HONDA MOTOR CO., LTD. REPORTS

CONSOLIDATED FINANCIAL RESULTS

FOR THE FISCAL FIRST QUARTER

ENDED JUNE 30, 2006

Tokyo, July 26, 2006 — Honda Motor Co., Ltd. today announced its consolidated financial results for the fiscal first quarter ended June 30, 2006.

First Quarter Results

Honda’s consolidated net income for the fiscal first quarter ended June 30, 2006 totaled JPY 143.4 billion (USD 1,244 million), an increase of 29.6% from the corresponding period in 2005. Basic net income per Common share for the quarter amounted to JPY 78.46 (USD 0.68), compared to JPY 59.87 for the corresponding period in 2005. One of Honda’s American Depository Shares represents one Common Share.

The Company did a two-for-one stock split for the Company’s common stock effective July 1, 2006. Concurrently, Honda’s common stock-to-ADR exchange ratio was changed from one share of common stock to two ADRs, to one share of common stock to one ADR. Basic net income per common share and ADR were calculated based on the number of common shares after the stock split.

_Work to complete_.
1 > Print the part of the Honda earnings release starting with "The Company did" and going on through "the stock split.".
2 > According to the Honda earnings release, why is the quarter's basic net income per common share the same as the figure per ADR?
3 > In the Honda earnings release, by what percentage did consolidated net income for the quarter rise from the corresponding period in 2005?
The rows after this come from a separate source, not from the Honda earnings release.

Extracted data entries:
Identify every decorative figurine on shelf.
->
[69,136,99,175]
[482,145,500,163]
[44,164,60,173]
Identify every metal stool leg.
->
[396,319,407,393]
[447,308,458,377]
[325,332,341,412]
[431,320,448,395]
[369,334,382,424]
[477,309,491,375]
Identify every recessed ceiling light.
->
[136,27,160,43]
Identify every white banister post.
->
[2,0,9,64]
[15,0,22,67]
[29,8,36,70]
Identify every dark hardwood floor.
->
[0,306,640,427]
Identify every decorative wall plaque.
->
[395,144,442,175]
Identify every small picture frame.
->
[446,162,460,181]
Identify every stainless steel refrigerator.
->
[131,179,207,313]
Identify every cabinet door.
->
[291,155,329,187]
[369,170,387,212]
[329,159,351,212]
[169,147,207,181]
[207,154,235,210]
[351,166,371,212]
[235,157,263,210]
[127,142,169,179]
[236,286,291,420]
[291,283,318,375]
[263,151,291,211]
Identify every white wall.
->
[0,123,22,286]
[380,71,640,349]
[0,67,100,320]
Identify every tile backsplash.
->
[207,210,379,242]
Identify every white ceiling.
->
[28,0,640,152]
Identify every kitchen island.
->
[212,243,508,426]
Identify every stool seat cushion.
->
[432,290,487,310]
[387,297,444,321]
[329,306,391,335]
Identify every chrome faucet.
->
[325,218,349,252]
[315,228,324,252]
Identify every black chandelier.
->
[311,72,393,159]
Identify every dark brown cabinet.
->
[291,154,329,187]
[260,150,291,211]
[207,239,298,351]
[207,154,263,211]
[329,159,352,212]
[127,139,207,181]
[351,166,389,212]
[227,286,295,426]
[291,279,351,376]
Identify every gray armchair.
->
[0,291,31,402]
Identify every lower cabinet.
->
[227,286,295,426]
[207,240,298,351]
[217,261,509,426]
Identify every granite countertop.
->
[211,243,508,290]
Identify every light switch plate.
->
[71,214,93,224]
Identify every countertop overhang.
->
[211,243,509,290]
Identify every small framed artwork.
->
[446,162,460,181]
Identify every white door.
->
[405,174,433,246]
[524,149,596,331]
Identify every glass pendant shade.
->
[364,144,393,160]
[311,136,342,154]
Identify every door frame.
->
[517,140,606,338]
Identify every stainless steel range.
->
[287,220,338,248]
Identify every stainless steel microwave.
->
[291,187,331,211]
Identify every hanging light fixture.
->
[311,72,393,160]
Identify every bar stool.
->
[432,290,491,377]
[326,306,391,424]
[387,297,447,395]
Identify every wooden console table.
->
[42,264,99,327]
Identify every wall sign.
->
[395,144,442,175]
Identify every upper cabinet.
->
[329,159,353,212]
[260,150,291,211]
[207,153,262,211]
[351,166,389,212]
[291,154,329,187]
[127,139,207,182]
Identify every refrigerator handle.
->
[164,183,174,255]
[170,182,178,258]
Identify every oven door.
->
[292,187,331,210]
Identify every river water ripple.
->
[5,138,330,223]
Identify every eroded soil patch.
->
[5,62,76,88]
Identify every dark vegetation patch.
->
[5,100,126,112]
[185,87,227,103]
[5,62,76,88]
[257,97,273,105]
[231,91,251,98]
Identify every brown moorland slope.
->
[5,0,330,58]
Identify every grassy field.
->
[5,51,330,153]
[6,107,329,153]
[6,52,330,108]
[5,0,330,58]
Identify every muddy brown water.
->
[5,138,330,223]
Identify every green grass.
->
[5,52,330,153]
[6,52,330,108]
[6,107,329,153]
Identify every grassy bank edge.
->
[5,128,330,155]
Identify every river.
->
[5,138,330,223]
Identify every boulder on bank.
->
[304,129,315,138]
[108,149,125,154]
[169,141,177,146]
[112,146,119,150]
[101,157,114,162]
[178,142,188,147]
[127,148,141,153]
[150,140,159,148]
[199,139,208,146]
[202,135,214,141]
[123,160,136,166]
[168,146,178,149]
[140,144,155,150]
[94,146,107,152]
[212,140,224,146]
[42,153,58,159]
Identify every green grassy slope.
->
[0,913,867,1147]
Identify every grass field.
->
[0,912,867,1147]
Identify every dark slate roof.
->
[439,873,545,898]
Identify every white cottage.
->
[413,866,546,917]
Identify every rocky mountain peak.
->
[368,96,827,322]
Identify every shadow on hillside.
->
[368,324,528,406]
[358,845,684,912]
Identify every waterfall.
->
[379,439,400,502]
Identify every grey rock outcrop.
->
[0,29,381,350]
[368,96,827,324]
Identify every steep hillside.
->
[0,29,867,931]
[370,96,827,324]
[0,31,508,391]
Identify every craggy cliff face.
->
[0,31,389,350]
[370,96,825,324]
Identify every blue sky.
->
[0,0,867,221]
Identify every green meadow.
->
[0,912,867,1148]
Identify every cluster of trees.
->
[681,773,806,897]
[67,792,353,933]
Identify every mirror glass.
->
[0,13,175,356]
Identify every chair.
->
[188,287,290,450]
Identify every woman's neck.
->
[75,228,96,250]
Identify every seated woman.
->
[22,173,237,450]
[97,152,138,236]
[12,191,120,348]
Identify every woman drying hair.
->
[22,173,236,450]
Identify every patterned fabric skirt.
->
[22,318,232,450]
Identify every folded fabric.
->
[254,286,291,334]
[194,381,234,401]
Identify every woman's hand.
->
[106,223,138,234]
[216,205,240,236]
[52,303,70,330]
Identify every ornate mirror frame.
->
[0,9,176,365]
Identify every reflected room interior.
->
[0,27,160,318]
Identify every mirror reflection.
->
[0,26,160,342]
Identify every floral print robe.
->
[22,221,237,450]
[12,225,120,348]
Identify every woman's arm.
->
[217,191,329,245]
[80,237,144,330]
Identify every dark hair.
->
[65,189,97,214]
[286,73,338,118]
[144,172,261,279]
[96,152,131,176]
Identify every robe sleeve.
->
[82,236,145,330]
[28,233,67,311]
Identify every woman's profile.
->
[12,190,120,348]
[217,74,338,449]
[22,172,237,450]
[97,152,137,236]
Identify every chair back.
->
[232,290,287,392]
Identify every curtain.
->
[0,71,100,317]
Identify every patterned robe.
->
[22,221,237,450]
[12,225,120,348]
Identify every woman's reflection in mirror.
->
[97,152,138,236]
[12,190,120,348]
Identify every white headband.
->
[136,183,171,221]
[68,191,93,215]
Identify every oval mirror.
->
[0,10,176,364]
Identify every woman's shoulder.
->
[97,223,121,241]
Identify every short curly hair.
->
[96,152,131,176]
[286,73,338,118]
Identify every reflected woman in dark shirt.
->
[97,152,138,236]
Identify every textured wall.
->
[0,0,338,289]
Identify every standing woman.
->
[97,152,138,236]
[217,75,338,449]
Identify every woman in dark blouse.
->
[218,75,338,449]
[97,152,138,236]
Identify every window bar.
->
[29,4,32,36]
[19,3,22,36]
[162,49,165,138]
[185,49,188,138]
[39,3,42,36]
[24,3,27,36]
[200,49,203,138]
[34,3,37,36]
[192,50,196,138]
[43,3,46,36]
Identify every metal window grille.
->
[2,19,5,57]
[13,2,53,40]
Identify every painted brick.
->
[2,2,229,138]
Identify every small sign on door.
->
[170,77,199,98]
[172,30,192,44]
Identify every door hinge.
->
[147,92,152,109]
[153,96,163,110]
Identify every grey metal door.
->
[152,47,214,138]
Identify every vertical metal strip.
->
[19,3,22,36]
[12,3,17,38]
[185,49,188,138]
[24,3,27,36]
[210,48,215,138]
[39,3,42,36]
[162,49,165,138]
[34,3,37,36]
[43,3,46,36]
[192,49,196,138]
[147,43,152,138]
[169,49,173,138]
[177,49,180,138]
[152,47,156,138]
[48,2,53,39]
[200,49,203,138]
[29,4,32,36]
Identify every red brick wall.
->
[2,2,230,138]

_Solutions to the problems_.
1 >
The Company did a two-for-one stock split for the Company’s common stock effective July 1, 2006. Concurrently, Honda’s common stock-to-ADR exchange ratio was changed from one share of common stock to two ADRs, to one share of common stock to one ADR. Basic net income per common share and ADR were calculated based on the number of common shares after the stock split.

2 > With the stock split effective July 1, 2006, the exchange ratio was changed to one share of common stock to one ADR, so one American Depository Share represents one common share. Both figures were calculated on the post-split number of common shares.

3 > 29.6%